** start Source text **
Legal Document View

Unlock Advanced Research with PRISMAI

- Know your Kanoon - Doc Gen Hub - Counter Argument - Case Predict AI - Talk with IK Doc - ...
Upgrade to Premium
[Cites 9, Cited by 2]

Madhya Pradesh High Court

Ram Dayal And Ors. vs State Of M.P. And Anr. on 12 November, 2005

Equivalent citations: AIR2006MP172, AIR 2006 MADHYA PRADESH 172, 2006 (5) AKAR (NOC) 707 (MP), 2007 A I H C (NOC) 154 (MP), (2006) 1 MPLJ 506, (2006) 4 CIVLJ 224

Author: U.C. Maheshwari

Bench: U.C. Maheshwari

JUDGMENT
 

 U.C. Maheshwari, J. 
 

1. Appellants/plaintiffs have filed this appeal under Section 100 of the Civil Procedure Code being aggrieved by the judgment and decree dated 7-12-1996, passed by the Second Additional District Judge, Sidhi in Civil Regular Appeal No. 55-A/1995, whereby the judgment and decree dated 12-3-1968 regarding of suit passed by Civil Judge Class-II, Baidhan in Civil Suit No. 11-A/1980 has been upheld.

2. As per factual matrix of the case the appellants had filed a suit for declaration and injunction against the respondents in respect of Revenue land bearing Survey Nos. 348, 349/3 and 354 total area 19.50 acres situated at village Madhauli Tahsil Singrauli District Sidhi M.P. According to the appellants, they had possession of the said land since last 40 years, earlier as "Gair Hakdar Kashtkar"; and on coming into force the Madhya Pradesh Land Revenue Code, 1959 (hereinafter referred to as "the Code") they have acquired the right of Bhumiswami. It is also pleaded that some Patta was given to the appellants, by the then erstwhile Estate on coming into force the aforesaid Code. An application under Section 162 of the Code was filed before Tahsildar, on consideration by order dated 13-2-1965 in Revenue Case No. 93A/74/6364 appellants names were directed to be mutated as Bhumiswami. Such order was not challenged by respondent No. 1 within prescribed limitation but subsequently in a suo motu revision bearing No. 12 Nigrani/73-78 by order dated 23-6-1996 Collector Sidhi has set aside order. The same was challenged before the Commissioner Rewa in Revision No. 3-A/74-75-76 but it was dismissed on dated 20-3-1977 on which the Board of Revenue was approached by the appellants by Revision No. 183-IIIrd 77 with revision No. 356-1/77 but appellants could not get success and it was also dismissed by order dated 20-7-1979 then the impugned suit to declare them Bhoomiswami and also for protecting their possession was filed by the appellants.
** end Source text **
** start Record extracts **
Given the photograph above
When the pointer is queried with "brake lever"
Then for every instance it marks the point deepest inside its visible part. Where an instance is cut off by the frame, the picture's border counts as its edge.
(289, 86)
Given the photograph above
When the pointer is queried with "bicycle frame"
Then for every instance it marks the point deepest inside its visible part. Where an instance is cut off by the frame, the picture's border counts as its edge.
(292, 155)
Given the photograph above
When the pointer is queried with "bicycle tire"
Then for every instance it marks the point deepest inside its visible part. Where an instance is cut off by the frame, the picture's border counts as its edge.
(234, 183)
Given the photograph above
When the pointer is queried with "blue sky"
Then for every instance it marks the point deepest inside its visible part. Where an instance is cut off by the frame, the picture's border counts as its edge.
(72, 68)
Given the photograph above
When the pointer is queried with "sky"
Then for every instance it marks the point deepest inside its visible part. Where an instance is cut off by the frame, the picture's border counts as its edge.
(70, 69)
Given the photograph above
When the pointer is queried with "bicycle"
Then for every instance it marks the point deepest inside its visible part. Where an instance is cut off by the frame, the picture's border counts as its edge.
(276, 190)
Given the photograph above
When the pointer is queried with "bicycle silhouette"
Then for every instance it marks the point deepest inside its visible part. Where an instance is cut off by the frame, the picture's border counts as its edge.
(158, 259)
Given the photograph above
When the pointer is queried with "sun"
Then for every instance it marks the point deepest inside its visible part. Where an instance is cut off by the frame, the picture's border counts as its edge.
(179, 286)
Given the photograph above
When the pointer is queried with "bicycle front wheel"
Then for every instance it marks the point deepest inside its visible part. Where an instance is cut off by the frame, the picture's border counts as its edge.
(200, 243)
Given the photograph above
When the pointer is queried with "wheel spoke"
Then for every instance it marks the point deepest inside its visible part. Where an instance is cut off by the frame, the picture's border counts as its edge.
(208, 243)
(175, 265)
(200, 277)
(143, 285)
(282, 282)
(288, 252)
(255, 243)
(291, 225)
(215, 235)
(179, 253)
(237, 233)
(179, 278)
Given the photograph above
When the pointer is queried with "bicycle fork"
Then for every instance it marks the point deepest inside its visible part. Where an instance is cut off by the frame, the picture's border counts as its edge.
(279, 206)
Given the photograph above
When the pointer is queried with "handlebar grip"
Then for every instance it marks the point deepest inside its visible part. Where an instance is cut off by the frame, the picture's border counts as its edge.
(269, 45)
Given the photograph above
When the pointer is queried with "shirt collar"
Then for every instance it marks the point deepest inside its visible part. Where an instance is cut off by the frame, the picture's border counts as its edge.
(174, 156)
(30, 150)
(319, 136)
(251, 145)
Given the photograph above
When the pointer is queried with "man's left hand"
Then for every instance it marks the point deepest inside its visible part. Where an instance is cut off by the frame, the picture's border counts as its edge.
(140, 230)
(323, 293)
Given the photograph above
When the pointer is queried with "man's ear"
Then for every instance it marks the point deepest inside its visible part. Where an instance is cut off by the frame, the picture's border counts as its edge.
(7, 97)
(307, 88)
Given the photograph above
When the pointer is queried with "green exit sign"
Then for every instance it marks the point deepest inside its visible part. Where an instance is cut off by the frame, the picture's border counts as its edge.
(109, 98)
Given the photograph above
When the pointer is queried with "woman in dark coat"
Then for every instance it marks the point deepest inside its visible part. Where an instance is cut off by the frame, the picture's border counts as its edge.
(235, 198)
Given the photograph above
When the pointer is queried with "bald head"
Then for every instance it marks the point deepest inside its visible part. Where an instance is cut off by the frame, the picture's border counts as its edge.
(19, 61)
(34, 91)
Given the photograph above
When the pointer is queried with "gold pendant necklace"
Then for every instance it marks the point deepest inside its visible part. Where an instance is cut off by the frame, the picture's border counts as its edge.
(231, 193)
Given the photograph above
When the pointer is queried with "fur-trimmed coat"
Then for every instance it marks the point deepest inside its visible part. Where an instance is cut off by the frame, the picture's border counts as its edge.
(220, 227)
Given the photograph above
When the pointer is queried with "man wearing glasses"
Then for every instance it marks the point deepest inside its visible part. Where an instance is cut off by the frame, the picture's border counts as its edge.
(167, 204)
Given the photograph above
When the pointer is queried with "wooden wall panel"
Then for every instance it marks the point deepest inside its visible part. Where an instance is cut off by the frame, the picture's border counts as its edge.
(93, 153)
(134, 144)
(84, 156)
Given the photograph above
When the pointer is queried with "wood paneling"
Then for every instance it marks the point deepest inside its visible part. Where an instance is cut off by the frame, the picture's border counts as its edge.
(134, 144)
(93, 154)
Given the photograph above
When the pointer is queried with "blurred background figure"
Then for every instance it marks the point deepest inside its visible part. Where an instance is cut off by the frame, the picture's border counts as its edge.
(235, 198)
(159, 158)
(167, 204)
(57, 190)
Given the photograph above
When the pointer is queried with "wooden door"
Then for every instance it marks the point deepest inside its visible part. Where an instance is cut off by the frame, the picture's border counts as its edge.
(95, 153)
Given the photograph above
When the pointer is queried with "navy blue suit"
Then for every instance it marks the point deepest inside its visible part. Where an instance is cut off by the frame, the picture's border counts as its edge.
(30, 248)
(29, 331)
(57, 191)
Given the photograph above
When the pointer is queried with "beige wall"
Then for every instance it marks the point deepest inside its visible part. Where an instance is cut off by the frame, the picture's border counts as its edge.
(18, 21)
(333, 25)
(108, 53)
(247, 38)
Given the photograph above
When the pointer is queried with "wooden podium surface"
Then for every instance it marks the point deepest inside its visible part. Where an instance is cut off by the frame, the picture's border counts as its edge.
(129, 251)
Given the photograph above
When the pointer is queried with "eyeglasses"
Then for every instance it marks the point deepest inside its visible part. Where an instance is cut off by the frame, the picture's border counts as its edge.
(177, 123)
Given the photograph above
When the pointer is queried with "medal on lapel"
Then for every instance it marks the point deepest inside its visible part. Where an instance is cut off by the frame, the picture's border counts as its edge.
** end Record extracts **
§ Given exercise 1: According to the Ram Dayal judgment, on what date did the Tahsildar direct that the appellants' names be mutated as Bhumiswami?
§ Given exercise 2: Carry the Ram Dayal judgment forward from its last sentence.
The lines above are not used here.

§ Exercise answer 1: 13-2-1965.

§ Exercise answer 2:
3. By filing written statement on behalf of respondent No. 1 State, it was contended that the lands in question are reserve forest land and was never remained in possession of the appellants. The order passed by Tahsildar Singroli in favour of appellants was illegal as it was under the contravention of the concerning Rules and Regulations. Appellants had no rights or title over the aforesaid land, the suit is not maintainable and prayed for dismissal of the suit.

4. While respondent No. 2 who was as alleged subsequent allottee of some part of the aforesaid lands for the purpose of constructing the Petrol Pump by filing his written statement he has stated that he acquired right under the lease agreement from respondent No. 1. He has already started the construction for Petrol Pump. Appellants had no right and interest over the property. The lease granted in his favour was justified by saying that the State is the only authority to grant lease for such land and prayed for dismissal of the suit.

5. After framing the issues the evidence was recorded on appreciation of it, the suit was dismissed by the trial Court on appeal it was also dismissed by the impugned judgment and decree. Hence this Second appeal.

6. This appeal was admitted for final hearing by order dated 29-1-1997 on the following substantial questions of law:

(1) Whether on the facts and in the circumstances of the case, the first appellate Court was Justified in holding that as the appellants did not challenge the interlocutory order passed by the trial Court refusing to summon the witnesses by way of revision the order has become final and cannot be challenged in appeal?
(2) Whether on the facts and in the circumstances of the case, the first appellate Court was right in holding that in view of Section 57(2) of the M.P. Land Revenue Code, Civil Court would have no jurisdiction?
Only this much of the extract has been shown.